EXERCISE REQUIREMENTS:
Write out again every line from the one containing "Greenhouse-scouting request: tag the cinder" through the end of the records, requests included. Scale each coordinate in the answers by 0.3 and round it to a whole number with halves rounded up, leaving the requests unchanged.

(Named-object pointing records)
★ ★ ★

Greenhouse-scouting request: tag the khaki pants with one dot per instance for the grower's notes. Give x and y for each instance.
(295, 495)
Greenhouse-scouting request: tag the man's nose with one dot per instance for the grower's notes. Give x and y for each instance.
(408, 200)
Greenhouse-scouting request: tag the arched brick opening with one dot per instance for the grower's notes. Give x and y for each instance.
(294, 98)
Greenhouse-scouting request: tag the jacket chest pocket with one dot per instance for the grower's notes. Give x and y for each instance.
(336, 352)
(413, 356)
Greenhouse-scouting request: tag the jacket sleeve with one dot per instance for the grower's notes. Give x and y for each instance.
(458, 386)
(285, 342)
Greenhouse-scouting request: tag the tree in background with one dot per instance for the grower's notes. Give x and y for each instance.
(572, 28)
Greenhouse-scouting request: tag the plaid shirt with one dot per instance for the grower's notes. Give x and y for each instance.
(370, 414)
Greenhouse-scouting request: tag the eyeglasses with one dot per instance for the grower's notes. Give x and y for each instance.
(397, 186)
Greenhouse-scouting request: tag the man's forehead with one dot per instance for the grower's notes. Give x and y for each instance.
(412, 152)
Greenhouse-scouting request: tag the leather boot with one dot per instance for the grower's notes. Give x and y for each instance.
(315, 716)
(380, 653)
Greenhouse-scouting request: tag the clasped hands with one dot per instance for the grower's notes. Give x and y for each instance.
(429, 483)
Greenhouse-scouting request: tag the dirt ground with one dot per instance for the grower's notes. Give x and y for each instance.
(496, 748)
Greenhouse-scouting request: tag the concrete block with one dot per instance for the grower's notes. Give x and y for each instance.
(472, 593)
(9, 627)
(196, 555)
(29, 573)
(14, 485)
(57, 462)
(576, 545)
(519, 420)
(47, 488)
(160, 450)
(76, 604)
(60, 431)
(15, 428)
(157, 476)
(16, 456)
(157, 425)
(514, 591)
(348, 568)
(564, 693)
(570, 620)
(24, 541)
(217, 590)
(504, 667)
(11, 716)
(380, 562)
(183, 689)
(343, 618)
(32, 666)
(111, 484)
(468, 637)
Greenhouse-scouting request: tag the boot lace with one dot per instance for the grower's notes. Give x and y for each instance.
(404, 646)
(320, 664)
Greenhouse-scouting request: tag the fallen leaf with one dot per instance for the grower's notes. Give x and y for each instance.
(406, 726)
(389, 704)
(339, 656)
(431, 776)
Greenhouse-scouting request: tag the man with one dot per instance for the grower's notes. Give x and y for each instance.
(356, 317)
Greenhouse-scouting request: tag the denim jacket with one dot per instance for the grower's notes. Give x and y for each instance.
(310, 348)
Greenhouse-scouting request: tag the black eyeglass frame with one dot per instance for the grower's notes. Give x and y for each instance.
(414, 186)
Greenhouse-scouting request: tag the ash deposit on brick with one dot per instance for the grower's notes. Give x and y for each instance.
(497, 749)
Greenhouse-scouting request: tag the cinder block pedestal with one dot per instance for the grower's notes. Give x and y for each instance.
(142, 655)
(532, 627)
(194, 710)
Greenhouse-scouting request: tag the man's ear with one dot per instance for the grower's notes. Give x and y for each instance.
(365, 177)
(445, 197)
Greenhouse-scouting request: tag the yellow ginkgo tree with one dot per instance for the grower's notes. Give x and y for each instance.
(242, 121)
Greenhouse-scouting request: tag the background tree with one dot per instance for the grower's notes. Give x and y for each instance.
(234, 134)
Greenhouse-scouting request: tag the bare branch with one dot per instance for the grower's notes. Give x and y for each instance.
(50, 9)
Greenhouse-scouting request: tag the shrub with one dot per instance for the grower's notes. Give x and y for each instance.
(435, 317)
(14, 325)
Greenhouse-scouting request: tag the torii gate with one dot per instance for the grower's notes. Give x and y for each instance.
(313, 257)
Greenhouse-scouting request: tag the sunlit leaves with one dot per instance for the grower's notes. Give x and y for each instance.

★ ★ ★

WRITTEN RESPONSE:
Greenhouse-scouting request: tag the cinder block pedestal with one dot per instance for the grower's notes. Give x and y for each instance.
(43, 197)
(160, 188)
(58, 213)
Greenhouse-scouting request: tag the man's ear with one dot per instance for the grower's notes. Give x and y for each instance.
(110, 53)
(134, 59)
Greenhouse-scouting request: tag the yellow ginkgo tree with one dot per instance for the grower's notes. Give x and y for each instance.
(73, 36)
Greenhouse-scouting request: tag the background tree with one dot per instance for the grower's notes. Give x and y for each instance.
(70, 40)
Greenhouse-scouting request: tag the bare branch with one dot per instance for the grower's notes. Give x and y for each instance.
(15, 3)
Greenhouse-scouting request: tag the shrub with one dot per instance for the grower's notes. Give x and y for each instance.
(131, 95)
(4, 98)
Greenhouse-scouting request: tag the torii gate with one dot per instance for the grower's notes. Give x and y for each instance.
(94, 77)
Greenhouse-scouting request: tag the sunlit leaves with one dot per instance for the grower's notes. Give x and y for each instance.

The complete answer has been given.